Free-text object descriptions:

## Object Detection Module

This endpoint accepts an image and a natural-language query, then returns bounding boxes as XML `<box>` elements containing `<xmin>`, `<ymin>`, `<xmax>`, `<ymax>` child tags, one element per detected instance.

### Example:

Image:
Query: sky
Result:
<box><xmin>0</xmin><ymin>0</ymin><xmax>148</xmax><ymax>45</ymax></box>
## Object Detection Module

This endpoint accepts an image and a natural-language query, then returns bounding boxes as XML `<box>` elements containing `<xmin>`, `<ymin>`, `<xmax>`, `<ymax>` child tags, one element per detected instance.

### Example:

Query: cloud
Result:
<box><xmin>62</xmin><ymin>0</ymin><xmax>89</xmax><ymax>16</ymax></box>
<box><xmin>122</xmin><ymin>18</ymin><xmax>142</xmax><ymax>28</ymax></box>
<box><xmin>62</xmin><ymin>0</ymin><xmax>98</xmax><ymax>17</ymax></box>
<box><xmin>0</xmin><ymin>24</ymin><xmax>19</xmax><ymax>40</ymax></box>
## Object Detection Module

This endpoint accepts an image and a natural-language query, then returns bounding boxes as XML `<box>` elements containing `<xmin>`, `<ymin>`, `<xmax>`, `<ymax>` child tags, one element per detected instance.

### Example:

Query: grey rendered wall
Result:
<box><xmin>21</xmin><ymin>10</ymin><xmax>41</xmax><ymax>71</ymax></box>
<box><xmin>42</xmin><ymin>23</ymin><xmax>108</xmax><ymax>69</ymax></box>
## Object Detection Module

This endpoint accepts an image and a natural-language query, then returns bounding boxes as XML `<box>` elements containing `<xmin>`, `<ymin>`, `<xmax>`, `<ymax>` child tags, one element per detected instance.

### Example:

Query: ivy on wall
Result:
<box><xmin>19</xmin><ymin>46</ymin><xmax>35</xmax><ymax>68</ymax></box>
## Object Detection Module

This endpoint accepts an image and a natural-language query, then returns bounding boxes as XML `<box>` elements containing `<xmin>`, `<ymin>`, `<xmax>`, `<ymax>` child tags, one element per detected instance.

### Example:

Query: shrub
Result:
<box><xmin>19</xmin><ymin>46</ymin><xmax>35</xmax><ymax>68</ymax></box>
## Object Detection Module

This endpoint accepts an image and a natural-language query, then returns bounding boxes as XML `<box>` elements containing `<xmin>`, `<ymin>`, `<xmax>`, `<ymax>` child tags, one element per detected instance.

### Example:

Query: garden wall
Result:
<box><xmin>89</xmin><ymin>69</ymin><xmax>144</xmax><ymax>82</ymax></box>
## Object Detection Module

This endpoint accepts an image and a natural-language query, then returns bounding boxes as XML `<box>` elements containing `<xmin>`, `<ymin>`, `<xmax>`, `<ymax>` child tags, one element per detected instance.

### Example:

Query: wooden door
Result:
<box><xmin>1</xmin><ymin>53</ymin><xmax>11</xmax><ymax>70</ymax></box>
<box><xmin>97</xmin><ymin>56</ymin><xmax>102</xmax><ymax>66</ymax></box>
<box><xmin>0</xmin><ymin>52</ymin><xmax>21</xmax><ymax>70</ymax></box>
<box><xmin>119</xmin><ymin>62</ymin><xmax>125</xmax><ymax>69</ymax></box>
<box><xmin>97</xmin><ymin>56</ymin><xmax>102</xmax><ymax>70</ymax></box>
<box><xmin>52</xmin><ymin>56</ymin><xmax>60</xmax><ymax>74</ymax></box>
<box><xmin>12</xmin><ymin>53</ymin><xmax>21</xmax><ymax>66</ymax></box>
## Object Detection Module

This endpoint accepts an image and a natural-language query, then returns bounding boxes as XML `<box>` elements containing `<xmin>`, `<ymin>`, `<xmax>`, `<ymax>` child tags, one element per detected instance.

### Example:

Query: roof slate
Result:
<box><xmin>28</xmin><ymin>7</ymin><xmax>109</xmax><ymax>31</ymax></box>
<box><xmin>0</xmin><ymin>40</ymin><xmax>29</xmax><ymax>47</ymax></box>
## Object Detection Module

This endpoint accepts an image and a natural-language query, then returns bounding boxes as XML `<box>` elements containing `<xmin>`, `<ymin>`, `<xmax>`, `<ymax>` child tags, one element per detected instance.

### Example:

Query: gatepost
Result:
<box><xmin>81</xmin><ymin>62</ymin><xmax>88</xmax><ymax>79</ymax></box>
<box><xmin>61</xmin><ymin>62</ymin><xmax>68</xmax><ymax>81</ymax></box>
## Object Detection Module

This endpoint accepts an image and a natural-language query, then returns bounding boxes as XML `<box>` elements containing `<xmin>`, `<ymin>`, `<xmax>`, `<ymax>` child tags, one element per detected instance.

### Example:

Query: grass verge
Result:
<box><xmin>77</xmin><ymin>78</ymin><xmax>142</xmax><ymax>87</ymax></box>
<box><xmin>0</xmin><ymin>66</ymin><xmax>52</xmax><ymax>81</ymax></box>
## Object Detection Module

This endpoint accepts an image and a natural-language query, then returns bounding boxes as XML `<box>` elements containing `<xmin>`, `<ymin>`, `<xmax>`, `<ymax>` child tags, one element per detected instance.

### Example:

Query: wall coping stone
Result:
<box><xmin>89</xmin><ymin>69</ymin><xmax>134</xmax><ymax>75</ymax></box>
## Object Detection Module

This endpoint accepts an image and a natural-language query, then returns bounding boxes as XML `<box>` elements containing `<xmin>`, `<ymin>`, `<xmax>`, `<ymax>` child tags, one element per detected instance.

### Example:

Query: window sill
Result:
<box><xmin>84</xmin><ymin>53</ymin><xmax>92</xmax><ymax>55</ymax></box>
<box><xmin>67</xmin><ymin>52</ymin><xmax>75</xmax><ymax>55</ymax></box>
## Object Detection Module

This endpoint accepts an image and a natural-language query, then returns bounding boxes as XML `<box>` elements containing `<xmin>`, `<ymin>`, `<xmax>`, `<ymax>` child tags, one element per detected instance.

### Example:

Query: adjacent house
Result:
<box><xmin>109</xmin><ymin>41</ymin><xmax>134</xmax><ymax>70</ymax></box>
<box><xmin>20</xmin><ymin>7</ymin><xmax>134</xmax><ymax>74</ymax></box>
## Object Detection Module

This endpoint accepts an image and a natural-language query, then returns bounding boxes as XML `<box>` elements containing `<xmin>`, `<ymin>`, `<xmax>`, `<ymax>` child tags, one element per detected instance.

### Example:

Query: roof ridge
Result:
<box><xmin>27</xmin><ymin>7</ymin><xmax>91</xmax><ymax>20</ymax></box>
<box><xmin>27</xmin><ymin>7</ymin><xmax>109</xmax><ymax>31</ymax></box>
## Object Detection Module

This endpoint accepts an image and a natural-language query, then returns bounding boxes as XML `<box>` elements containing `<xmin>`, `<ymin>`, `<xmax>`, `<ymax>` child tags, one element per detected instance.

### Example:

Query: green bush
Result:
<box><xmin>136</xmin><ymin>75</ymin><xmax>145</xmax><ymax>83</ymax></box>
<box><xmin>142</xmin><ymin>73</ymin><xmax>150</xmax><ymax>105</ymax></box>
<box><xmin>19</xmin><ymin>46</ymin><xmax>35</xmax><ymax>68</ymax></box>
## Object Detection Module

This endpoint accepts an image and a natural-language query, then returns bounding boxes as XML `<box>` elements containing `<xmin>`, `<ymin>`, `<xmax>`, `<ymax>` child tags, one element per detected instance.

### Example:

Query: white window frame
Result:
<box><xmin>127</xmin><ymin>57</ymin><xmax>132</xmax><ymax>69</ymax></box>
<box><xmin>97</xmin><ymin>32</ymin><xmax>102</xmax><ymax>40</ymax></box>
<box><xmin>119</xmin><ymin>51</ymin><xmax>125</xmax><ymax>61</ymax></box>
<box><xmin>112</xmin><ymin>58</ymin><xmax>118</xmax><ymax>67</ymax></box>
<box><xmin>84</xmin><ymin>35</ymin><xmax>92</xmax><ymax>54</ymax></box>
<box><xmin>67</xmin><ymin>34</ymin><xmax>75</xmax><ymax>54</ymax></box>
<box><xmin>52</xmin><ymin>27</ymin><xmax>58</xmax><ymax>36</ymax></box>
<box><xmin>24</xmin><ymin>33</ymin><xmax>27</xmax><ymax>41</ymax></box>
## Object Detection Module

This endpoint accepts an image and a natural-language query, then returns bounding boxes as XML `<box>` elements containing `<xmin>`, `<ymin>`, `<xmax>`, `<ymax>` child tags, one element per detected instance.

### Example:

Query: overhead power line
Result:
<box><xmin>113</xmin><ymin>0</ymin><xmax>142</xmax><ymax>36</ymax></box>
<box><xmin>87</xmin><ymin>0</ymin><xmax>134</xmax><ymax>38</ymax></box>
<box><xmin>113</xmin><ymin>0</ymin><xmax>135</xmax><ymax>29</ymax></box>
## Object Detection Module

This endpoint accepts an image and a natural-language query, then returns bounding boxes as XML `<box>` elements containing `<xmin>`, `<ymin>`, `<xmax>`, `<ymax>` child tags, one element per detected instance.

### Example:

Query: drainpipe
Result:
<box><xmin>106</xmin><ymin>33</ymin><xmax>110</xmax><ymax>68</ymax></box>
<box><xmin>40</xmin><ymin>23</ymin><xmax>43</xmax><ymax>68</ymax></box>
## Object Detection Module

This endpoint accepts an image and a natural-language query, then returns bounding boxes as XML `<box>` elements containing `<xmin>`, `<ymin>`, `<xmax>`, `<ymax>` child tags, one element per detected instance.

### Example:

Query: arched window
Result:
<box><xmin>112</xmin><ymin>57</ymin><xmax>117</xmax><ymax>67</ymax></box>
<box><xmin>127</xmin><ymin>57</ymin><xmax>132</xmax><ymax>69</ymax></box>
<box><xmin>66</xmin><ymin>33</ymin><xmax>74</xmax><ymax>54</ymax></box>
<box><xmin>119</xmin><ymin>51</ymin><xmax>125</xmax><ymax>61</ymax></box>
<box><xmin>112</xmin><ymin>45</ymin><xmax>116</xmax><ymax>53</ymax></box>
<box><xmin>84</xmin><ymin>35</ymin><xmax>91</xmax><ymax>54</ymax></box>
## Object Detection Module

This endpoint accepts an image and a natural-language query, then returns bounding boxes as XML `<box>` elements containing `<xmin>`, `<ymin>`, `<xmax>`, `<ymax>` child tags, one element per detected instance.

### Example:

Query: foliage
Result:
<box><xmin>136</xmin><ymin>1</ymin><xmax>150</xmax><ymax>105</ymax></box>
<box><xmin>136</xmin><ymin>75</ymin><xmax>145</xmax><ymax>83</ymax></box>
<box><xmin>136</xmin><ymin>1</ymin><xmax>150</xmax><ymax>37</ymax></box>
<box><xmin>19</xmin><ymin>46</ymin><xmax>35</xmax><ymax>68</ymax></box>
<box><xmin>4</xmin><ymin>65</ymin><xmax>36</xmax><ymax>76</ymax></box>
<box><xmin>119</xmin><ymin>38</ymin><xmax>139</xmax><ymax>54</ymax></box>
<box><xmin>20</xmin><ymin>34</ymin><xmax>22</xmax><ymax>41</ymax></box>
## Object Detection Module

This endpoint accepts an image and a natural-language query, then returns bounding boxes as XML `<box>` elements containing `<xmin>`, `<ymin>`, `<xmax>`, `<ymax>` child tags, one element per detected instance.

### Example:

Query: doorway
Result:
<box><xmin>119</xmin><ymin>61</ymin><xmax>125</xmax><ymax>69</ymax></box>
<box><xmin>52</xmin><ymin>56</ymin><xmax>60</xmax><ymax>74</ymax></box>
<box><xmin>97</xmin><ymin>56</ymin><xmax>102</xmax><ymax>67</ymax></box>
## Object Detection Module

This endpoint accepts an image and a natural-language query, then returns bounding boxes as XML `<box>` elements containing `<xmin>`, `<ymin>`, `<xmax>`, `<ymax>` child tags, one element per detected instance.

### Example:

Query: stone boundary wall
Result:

Assignment: In the data above, copy every line where the string "window" appears.

Answer to this problem:
Query: window sill
Query: white window frame
Query: arched window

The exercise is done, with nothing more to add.